Problem description> For this exercise, write out exactly the lines of the material from the one containing "If you could spot the asphalt road" through the end, both ends included, and nothing more.

=== Section Start ===

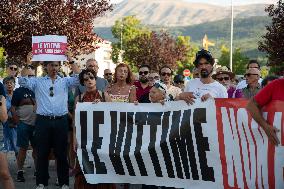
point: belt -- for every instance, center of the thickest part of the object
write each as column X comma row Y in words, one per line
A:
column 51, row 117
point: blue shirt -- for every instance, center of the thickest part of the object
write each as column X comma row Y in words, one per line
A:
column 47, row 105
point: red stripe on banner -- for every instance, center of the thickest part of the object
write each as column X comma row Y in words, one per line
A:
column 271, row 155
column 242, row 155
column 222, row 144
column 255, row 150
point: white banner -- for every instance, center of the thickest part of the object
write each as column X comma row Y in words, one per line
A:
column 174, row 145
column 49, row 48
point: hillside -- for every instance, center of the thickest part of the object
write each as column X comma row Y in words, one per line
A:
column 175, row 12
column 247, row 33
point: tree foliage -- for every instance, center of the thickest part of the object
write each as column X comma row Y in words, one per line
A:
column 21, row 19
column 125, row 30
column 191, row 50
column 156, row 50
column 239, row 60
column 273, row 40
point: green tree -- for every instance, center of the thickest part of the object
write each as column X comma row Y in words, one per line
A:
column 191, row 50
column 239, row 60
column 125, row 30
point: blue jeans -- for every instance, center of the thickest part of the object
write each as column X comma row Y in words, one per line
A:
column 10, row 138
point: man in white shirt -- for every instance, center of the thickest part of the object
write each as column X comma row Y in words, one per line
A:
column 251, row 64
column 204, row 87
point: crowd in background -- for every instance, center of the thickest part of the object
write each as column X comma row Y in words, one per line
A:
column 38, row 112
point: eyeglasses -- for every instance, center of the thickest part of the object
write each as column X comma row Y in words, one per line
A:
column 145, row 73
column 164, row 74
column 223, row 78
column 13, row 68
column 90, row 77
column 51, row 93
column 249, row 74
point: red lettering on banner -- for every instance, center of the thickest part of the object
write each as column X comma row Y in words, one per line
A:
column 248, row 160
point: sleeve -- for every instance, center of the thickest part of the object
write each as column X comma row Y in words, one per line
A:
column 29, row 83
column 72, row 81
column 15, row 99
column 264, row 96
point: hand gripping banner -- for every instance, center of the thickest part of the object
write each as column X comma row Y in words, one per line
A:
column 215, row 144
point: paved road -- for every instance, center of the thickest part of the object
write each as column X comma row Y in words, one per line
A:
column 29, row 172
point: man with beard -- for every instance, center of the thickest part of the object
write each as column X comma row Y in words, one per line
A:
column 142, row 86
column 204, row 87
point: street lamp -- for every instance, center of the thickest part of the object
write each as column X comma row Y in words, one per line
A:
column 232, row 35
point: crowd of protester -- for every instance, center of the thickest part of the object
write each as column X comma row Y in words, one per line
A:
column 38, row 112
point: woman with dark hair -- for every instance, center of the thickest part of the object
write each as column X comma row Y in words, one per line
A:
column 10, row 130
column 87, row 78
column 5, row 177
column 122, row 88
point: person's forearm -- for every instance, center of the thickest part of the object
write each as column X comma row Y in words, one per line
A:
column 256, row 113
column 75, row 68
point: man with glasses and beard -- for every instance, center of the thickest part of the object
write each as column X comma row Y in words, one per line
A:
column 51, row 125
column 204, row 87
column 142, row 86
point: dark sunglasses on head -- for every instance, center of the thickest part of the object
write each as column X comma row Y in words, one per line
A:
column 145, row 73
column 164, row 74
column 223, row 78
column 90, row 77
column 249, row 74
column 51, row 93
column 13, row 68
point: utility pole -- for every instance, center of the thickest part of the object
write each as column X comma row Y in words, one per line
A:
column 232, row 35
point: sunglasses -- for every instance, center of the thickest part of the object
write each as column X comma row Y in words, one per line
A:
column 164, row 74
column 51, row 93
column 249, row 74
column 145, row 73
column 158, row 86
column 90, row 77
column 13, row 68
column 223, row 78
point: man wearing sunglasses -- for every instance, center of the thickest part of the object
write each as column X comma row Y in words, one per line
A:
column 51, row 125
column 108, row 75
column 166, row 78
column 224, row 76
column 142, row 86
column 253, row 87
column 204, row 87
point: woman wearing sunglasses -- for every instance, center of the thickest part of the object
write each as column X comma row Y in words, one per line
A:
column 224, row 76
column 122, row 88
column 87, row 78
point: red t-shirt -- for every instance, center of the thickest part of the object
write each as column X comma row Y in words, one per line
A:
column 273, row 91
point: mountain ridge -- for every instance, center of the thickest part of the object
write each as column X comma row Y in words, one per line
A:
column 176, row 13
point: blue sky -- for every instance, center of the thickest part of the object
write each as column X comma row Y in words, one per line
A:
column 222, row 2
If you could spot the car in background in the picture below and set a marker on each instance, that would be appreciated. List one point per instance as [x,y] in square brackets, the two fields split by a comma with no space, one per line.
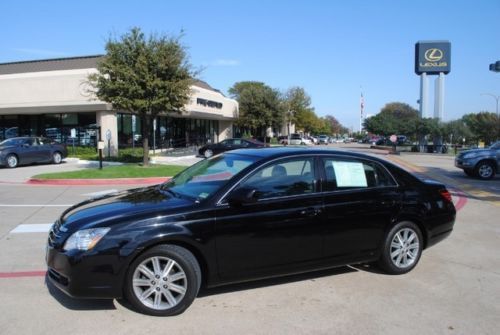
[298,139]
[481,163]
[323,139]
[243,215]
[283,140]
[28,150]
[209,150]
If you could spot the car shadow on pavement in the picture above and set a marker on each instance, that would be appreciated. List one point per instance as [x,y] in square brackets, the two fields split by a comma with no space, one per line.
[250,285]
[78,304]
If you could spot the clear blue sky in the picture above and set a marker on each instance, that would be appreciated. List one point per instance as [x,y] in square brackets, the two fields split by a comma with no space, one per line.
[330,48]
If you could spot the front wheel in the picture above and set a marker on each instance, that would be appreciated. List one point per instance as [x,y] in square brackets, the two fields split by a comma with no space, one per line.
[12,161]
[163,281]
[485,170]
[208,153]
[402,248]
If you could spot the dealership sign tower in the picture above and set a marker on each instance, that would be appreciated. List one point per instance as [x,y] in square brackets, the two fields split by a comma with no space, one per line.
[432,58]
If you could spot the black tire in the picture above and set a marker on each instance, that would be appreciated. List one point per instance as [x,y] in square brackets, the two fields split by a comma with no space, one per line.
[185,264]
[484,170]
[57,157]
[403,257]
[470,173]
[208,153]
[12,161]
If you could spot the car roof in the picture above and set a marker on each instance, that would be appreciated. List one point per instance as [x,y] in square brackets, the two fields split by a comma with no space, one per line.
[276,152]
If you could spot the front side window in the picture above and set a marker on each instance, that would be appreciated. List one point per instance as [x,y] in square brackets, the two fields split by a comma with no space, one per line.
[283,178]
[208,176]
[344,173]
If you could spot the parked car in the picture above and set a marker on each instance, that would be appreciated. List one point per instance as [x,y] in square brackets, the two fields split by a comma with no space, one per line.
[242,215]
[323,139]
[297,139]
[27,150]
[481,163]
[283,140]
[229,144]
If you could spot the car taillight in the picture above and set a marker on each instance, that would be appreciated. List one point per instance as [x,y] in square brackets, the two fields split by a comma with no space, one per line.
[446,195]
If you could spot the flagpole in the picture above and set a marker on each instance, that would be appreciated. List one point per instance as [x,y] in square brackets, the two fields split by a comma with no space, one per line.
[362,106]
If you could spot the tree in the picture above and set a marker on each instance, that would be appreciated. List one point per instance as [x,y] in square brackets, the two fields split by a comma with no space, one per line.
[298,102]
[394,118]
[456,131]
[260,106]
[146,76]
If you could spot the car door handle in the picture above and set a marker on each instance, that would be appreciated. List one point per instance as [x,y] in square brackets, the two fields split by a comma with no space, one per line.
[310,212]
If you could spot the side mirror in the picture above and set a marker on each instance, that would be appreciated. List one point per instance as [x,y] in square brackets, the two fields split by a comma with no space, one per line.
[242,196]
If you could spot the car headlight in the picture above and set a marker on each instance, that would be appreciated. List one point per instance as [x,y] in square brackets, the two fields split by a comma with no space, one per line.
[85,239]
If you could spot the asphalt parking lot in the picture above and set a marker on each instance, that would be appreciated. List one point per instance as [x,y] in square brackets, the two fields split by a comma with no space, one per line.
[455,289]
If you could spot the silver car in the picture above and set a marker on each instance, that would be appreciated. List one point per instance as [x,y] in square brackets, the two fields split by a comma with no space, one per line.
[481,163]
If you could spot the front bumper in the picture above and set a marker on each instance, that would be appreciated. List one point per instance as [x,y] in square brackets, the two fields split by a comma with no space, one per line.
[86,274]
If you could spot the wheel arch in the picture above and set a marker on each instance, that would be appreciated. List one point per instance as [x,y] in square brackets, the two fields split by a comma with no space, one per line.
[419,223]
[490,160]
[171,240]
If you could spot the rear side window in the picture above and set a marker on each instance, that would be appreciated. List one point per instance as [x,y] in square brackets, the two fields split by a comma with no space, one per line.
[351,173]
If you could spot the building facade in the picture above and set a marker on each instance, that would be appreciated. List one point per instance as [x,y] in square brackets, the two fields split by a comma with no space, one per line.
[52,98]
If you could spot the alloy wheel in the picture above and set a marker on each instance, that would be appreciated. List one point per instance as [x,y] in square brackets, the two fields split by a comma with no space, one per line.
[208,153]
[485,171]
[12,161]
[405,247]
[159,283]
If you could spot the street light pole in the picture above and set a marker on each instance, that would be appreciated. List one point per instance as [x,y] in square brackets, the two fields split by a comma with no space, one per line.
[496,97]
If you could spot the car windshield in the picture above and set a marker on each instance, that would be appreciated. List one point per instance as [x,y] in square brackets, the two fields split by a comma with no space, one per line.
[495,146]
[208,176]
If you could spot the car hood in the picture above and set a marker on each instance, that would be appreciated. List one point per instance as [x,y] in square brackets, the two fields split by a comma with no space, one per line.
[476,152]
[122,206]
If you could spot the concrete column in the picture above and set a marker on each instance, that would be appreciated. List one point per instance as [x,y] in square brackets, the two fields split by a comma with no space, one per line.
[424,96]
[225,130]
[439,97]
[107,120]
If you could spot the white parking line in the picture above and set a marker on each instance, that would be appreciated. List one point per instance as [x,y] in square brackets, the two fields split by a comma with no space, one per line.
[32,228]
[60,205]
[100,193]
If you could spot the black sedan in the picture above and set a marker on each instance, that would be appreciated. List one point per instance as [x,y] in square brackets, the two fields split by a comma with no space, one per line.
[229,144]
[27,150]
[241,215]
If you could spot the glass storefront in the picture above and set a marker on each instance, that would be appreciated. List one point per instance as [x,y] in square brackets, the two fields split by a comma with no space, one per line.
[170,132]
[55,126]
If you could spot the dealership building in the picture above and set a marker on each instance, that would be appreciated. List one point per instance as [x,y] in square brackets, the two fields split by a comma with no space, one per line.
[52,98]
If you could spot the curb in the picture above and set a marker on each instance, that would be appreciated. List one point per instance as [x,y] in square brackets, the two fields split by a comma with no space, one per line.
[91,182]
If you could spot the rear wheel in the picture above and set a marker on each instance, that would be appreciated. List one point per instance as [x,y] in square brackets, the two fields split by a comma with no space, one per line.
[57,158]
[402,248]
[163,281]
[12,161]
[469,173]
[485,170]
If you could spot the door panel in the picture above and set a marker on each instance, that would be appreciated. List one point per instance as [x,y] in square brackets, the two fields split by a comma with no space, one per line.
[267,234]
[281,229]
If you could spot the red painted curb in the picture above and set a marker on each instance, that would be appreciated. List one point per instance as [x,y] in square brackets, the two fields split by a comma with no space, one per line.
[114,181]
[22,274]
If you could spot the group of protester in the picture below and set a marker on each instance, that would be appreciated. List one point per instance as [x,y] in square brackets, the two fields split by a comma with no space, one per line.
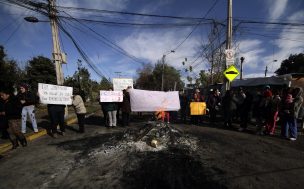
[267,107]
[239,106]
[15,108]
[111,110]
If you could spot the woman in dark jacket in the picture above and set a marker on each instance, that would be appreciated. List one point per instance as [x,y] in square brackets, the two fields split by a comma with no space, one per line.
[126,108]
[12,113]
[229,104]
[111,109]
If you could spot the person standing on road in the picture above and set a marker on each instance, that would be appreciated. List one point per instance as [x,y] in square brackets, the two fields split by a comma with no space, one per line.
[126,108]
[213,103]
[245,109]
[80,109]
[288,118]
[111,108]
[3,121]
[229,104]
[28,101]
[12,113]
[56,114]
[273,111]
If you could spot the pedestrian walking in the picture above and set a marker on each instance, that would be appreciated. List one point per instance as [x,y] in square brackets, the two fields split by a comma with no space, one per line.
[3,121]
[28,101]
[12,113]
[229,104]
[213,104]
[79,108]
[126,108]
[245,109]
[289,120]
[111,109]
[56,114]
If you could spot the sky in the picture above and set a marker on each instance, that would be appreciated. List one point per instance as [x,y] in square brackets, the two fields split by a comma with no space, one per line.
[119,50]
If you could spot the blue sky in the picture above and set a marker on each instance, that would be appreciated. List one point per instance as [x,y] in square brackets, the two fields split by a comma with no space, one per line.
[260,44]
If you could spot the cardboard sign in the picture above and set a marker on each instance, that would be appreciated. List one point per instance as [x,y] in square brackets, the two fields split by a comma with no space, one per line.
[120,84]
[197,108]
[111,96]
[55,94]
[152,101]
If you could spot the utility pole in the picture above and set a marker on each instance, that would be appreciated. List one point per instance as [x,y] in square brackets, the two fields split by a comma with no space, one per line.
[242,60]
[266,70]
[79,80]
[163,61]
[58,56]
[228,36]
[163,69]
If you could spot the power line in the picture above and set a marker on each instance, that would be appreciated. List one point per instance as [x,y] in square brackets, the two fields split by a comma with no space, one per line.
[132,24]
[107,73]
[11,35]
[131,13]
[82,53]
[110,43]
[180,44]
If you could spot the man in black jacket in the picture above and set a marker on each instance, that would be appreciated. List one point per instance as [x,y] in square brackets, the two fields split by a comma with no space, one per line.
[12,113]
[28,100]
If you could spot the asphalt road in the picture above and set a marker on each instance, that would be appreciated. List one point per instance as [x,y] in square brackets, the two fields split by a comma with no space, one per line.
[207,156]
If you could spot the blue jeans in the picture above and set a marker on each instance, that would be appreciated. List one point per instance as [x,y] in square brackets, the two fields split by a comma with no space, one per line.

=== Section End ===

Problem solution>
If you could spot the asphalt road in the picture above and set a marker on each instance, that would be appreciated. List one point per instance as [x,y] in square brackets, the two fields split by a comma with no space, one per line.
[207,156]
If you could spot the blue jeans in the picture above and set a marker on each instance, that would be appreciated. List one point per instance as [x,y] in square brackets, the two fields split by a comma with no space, one per line.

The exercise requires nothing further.